§ REQUIRED WORK
Keep only the lines of the data below that contain the word "sign", and copy each of them.

##### EXTRACTED ENTRIES

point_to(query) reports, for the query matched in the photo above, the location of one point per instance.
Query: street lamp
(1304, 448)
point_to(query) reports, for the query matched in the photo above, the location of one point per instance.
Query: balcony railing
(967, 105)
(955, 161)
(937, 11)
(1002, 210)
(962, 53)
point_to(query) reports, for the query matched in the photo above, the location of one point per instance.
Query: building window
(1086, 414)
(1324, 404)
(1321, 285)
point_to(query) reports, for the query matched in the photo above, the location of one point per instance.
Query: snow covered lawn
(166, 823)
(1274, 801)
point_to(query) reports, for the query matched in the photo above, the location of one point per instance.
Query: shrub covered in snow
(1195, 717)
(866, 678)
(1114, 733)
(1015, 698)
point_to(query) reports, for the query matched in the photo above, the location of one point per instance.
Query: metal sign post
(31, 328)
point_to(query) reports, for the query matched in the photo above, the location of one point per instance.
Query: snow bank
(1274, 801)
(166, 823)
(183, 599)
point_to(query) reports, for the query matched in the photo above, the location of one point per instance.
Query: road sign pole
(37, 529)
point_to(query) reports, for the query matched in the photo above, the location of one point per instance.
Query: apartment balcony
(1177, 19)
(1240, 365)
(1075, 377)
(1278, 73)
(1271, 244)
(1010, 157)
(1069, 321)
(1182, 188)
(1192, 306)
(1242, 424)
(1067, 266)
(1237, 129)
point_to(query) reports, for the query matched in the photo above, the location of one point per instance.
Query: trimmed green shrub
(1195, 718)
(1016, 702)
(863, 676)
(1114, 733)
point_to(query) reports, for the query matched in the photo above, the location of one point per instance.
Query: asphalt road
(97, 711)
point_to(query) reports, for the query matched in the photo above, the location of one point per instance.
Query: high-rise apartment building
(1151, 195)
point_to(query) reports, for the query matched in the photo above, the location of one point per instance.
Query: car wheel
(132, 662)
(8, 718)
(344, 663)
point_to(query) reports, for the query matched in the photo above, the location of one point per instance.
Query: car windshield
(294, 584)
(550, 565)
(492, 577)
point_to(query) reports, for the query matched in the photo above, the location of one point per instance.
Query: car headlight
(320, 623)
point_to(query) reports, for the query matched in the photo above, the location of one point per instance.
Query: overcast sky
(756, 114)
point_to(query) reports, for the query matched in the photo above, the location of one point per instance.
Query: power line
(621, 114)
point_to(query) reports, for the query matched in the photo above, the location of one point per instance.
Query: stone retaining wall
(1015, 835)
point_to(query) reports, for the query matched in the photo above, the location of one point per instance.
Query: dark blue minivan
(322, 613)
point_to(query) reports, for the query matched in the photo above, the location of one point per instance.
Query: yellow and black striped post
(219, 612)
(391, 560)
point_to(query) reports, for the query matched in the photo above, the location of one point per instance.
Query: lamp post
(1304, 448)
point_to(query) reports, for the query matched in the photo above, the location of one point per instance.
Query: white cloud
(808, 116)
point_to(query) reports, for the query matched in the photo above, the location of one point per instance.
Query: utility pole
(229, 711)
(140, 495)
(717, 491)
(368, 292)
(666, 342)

##########

§ EXERCISE ANSWER
Query: metal sign post
Query: road sign pole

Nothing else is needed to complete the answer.